Copy out all of the records below word for word, leaving out the pictures.
================================
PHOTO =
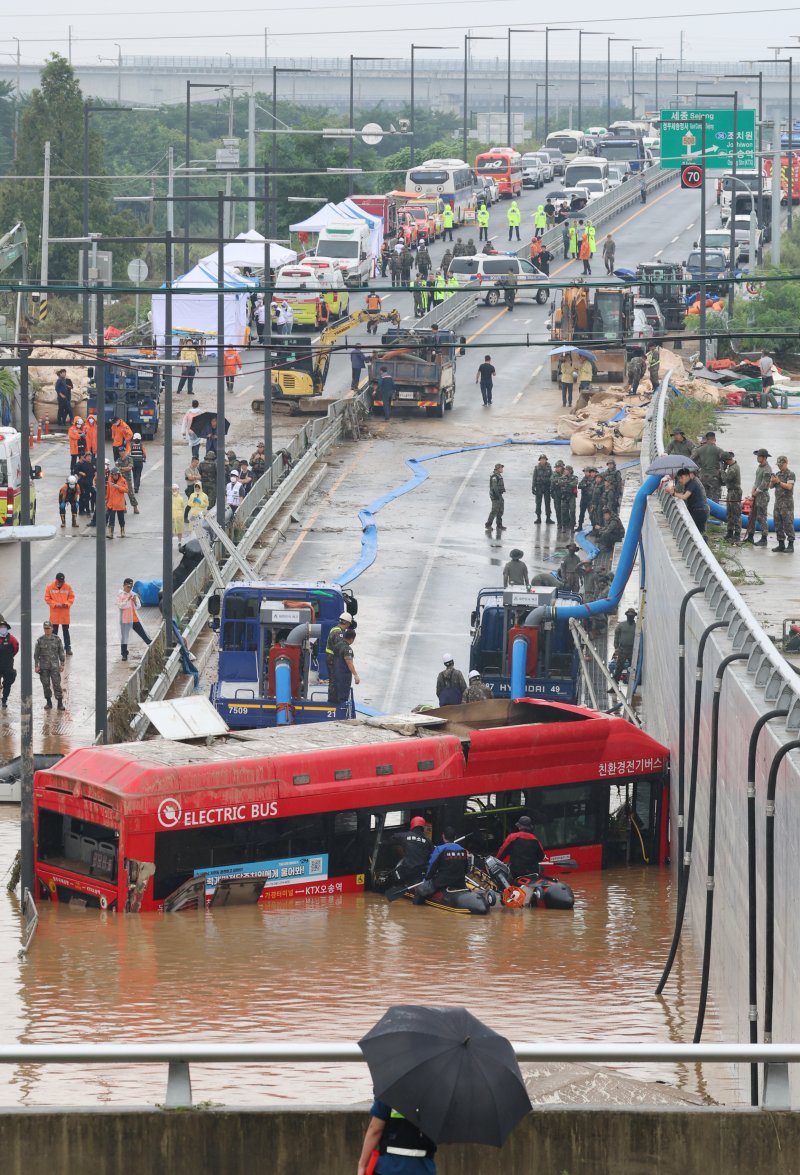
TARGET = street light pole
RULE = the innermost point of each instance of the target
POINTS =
(273, 219)
(412, 141)
(634, 49)
(790, 133)
(546, 74)
(582, 33)
(468, 38)
(353, 59)
(611, 40)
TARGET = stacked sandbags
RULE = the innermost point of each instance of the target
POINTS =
(42, 381)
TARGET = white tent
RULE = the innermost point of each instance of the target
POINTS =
(196, 313)
(344, 212)
(248, 250)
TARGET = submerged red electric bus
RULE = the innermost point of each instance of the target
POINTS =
(310, 811)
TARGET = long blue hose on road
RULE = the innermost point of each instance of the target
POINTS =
(369, 529)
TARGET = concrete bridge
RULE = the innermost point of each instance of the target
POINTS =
(439, 84)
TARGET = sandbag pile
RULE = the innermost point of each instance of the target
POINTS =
(42, 382)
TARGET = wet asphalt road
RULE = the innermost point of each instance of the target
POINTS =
(434, 554)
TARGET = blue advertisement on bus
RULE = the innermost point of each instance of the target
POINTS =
(287, 870)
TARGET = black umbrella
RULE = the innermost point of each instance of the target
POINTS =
(201, 423)
(671, 462)
(448, 1073)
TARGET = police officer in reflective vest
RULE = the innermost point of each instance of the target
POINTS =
(403, 1149)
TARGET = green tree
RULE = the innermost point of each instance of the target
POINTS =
(55, 113)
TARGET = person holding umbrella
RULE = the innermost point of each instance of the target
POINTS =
(402, 1148)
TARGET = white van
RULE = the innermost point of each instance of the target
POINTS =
(314, 289)
(350, 247)
(11, 477)
(586, 167)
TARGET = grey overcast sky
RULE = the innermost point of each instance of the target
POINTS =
(713, 31)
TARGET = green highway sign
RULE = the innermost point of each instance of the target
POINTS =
(681, 136)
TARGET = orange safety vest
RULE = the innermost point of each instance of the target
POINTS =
(115, 492)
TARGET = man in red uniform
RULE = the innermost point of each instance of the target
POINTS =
(522, 851)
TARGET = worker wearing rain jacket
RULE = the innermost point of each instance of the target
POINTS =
(483, 223)
(513, 217)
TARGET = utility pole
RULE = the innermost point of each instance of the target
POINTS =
(45, 232)
(251, 160)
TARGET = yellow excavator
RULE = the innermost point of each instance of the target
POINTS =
(300, 367)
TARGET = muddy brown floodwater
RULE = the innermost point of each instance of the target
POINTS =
(327, 969)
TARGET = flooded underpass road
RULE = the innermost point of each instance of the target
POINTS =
(327, 969)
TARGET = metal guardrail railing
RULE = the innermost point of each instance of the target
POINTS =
(255, 512)
(771, 673)
(180, 1056)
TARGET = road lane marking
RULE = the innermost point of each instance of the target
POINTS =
(422, 586)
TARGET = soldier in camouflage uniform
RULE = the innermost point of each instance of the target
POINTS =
(585, 490)
(782, 511)
(732, 483)
(597, 499)
(760, 508)
(570, 569)
(557, 492)
(540, 487)
(569, 498)
(679, 445)
(48, 660)
(613, 479)
(496, 496)
(606, 536)
(708, 457)
(477, 690)
(125, 465)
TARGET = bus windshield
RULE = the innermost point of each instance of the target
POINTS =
(565, 143)
(435, 179)
(622, 148)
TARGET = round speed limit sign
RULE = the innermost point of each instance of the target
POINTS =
(691, 175)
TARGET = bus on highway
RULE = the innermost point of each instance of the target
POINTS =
(450, 179)
(310, 812)
(630, 150)
(505, 167)
(569, 142)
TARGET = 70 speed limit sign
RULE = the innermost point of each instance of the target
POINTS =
(691, 175)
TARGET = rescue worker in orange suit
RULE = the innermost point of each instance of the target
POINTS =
(372, 309)
(417, 851)
(522, 851)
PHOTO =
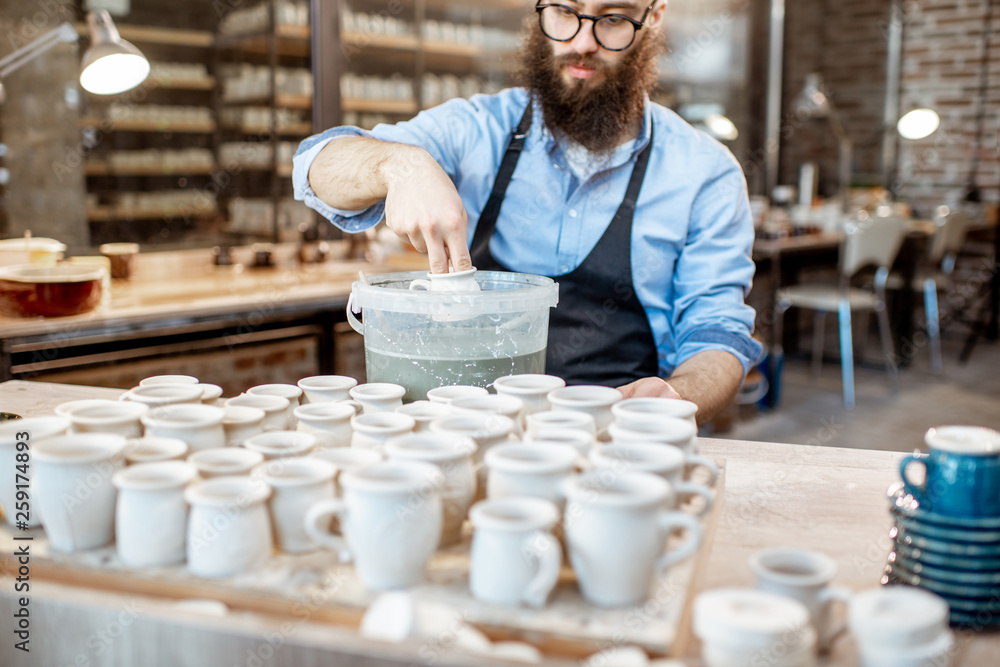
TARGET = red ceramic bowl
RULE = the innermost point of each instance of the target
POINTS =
(28, 290)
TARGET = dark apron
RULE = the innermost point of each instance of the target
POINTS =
(599, 332)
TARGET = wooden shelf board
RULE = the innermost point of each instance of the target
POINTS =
(127, 125)
(204, 83)
(154, 35)
(111, 213)
(361, 41)
(104, 169)
(375, 105)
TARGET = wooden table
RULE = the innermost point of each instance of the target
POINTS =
(828, 499)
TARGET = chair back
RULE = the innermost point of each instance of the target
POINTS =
(950, 234)
(871, 241)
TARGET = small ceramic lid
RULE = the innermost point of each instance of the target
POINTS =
(747, 618)
(897, 615)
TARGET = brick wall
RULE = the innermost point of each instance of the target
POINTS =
(942, 51)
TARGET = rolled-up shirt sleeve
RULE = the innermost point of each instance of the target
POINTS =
(714, 272)
(442, 131)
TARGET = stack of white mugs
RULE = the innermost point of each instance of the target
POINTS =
(173, 473)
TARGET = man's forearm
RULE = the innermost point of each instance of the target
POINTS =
(710, 379)
(354, 173)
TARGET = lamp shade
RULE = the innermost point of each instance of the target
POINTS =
(111, 65)
(918, 123)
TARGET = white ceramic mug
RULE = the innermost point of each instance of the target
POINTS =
(666, 461)
(390, 516)
(326, 388)
(229, 532)
(72, 491)
(16, 440)
(456, 281)
(281, 444)
(616, 533)
(296, 485)
(561, 419)
(373, 430)
(378, 396)
(200, 426)
(594, 400)
(159, 395)
(453, 457)
(109, 417)
(168, 379)
(805, 576)
(532, 388)
(630, 409)
(527, 469)
(653, 428)
(329, 423)
(496, 404)
(225, 461)
(514, 559)
(152, 449)
(151, 514)
(277, 409)
(449, 393)
(423, 413)
(240, 423)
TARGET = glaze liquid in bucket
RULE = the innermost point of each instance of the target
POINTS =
(422, 340)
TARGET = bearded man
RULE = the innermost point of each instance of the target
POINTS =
(642, 220)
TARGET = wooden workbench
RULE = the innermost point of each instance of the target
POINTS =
(831, 500)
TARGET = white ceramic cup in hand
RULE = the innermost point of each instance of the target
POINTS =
(805, 576)
(514, 559)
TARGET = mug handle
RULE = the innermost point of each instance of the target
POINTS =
(688, 489)
(546, 548)
(827, 596)
(669, 521)
(320, 513)
(911, 488)
(693, 460)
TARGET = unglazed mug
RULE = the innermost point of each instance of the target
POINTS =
(72, 490)
(151, 514)
(229, 532)
(390, 517)
(616, 533)
(514, 559)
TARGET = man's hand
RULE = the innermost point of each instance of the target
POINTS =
(648, 387)
(423, 207)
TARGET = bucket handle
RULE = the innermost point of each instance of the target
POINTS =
(351, 319)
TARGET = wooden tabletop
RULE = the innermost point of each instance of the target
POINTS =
(777, 495)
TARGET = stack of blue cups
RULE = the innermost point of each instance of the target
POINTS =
(946, 529)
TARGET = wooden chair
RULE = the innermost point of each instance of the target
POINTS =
================================
**Response**
PHOTO =
TARGET = street light pole
RULE = the innermost point of each instance of the target
POINTS =
(273, 219)
(412, 141)
(634, 49)
(790, 133)
(546, 74)
(582, 33)
(468, 38)
(353, 59)
(611, 40)
TARGET = stacked sandbags
RULE = the innermost point of each instance of the target
POINTS =
(42, 381)
TARGET = white tent
RULE = the innermost point of each instance of the target
POINTS =
(196, 313)
(344, 212)
(248, 250)
TARGET = submerged red electric bus
RULE = the innermost point of each instance of the target
POINTS =
(310, 811)
TARGET = long blue hose on road
RULE = the innermost point of each instance of the target
POINTS =
(369, 529)
TARGET = concrete bridge
RULE = the innermost point of each instance of the target
POINTS =
(439, 84)
TARGET = sandbag pile
RULE = the innermost point of each instance of the target
POINTS =
(42, 382)
TARGET = wet asphalt road
RULE = the innermost point of each instance of the target
POINTS =
(434, 554)
TARGET = blue advertisement on bus
RULE = the innermost point of each instance of the target
POINTS =
(287, 870)
TARGET = black umbrella
RULE = the innermost point of each instance of the target
POINTS =
(201, 423)
(671, 462)
(448, 1073)
TARGET = police officer in reflective vest
RULE = the innermost point of each instance of the target
POINTS =
(403, 1149)
TARGET = green tree
RULE = the innermost point of each instance of the target
POINTS =
(55, 113)
TARGET = person holding umbrella
RULE = the innermost point of each instance of the target
POINTS =
(402, 1148)
TARGET = white van
RULE = the innermost point of each instance of the target
POINTS =
(314, 289)
(350, 247)
(11, 477)
(586, 167)
TARGET = grey overcast sky
RULE = the innermost point of each instance of the target
POINTS =
(713, 31)
TARGET = green highway sign
RULE = the innermost point of each instance of the target
POINTS =
(681, 136)
TARGET = orange safety vest
RULE = the innermost point of each instance of the target
POINTS =
(115, 492)
TARGET = man in red uniform
RULE = the innermost point of each instance of the target
POINTS =
(522, 851)
TARGET = worker wearing rain jacket
RULE = the innermost point of each instance of the target
POINTS =
(483, 223)
(513, 217)
TARGET = utility pole
RULE = the innermost point of each instance of the target
POINTS =
(45, 232)
(251, 160)
TARGET = yellow excavator
RULE = the innermost point of each instance of the target
POINTS =
(300, 367)
TARGET = muddy brown floodwater
RULE = the innermost point of each instance of the target
POINTS =
(327, 969)
TARGET = flooded underpass road
RULE = the innermost point of each instance of the target
POINTS =
(327, 969)
TARGET = metal guardrail railing
RULE = the innermost point of each instance of the target
POINTS =
(255, 512)
(771, 673)
(180, 1056)
TARGET = road lane marking
RULE = the innermost point of each instance of the target
POINTS =
(422, 586)
TARGET = soldier in camouflage uniform
RULE = the innermost point of each instance of the target
POINTS =
(585, 490)
(782, 511)
(732, 483)
(597, 499)
(760, 508)
(570, 569)
(557, 492)
(540, 487)
(569, 498)
(679, 445)
(48, 660)
(613, 479)
(496, 496)
(606, 536)
(708, 457)
(477, 690)
(125, 465)
TARGET = bus windshield
RULE = the innermost point of each instance of the target
POINTS =
(565, 143)
(435, 179)
(622, 148)
TARGET = round speed limit sign
RULE = the innermost point of each instance of the target
POINTS =
(691, 175)
TARGET = bus on highway
RULE = the innermost point of each instance of the target
POINTS =
(450, 179)
(310, 812)
(630, 150)
(505, 167)
(569, 142)
TARGET = 70 speed limit sign
RULE = the innermost point of each instance of the target
POINTS =
(691, 175)
TARGET = rescue worker in orange suit
RULE = the innermost point of each instance of the target
POINTS =
(372, 309)
(417, 851)
(522, 851)
PHOTO =
TARGET = red ceramic bowl
RULE = the innermost point of each instance of the target
POINTS =
(28, 290)
TARGET = dark apron
RULE = the innermost point of each instance of the target
POINTS =
(599, 332)
TARGET = wooden shelf board
RULE = the innermost point of each instance of the target
POINTS =
(127, 125)
(204, 83)
(154, 35)
(111, 213)
(361, 41)
(104, 169)
(375, 105)
TARGET = wooden table
RULE = the innermost point of each instance of the target
POINTS =
(828, 499)
TARGET = chair back
RULE = the innermost point of each instance of the target
POINTS =
(950, 234)
(871, 241)
TARGET = small ceramic lid
RULE = the innermost point of each instance of the target
POINTS =
(747, 618)
(897, 615)
TARGET = brick wall
RULE = the innermost point of each instance of the target
POINTS =
(942, 51)
TARGET = rolled-up shirt sleeve
RULE = the innermost point of each instance of the target
POINTS =
(714, 272)
(442, 131)
TARGET = stack of white mugs
RULE = the innermost point of each instance of the target
POINTS =
(173, 473)
TARGET = man's forearm
RULE = the innermost point of each instance of the target
POINTS =
(710, 379)
(354, 173)
TARGET = lamp shade
RULE = the innermost point of each instance of the target
POINTS =
(111, 65)
(918, 123)
TARGET = white ceramic mug
RULE = the innermost point of each instance of the target
POINTS =
(666, 461)
(390, 516)
(326, 388)
(229, 532)
(72, 491)
(16, 440)
(456, 281)
(281, 444)
(616, 533)
(296, 485)
(561, 419)
(373, 430)
(378, 396)
(200, 426)
(594, 400)
(159, 395)
(453, 457)
(109, 417)
(168, 379)
(805, 576)
(532, 388)
(630, 409)
(527, 469)
(653, 428)
(329, 423)
(496, 404)
(225, 461)
(514, 559)
(152, 449)
(151, 514)
(277, 409)
(449, 393)
(423, 413)
(240, 423)
TARGET = glaze liquid in bucket
RULE = the innermost point of each instance of the target
POINTS =
(422, 340)
TARGET = bearded man
RULE = the innermost point of each instance of the target
POINTS =
(642, 220)
TARGET = wooden workbench
RULE = the innermost point of each instance of the target
POINTS =
(831, 500)
TARGET = white ceramic cup in hand
RULE = the innermost point of each instance of the target
POINTS =
(805, 576)
(514, 559)
TARGET = mug handle
RULE = the innermost point of each instance of the target
POINTS =
(688, 489)
(546, 548)
(827, 596)
(669, 521)
(320, 513)
(911, 488)
(693, 460)
TARGET = unglazed mug
RULE = the innermost point of each instance of the target
POINTS =
(72, 490)
(151, 514)
(229, 532)
(390, 517)
(616, 533)
(514, 559)
TARGET = man's hand
RULE = the innermost point of each instance of the target
POINTS =
(648, 387)
(423, 207)
TARGET = bucket handle
RULE = the innermost point of each instance of the target
POINTS =
(351, 319)
TARGET = wooden tabletop
RULE = the innermost point of each instance of the target
POINTS =
(777, 495)
TARGET = stack of blue cups
RULE = the innermost point of each instance of the target
POINTS =
(946, 529)
TARGET = wooden chair
RULE = the innermost point of each instance of the target
POINTS =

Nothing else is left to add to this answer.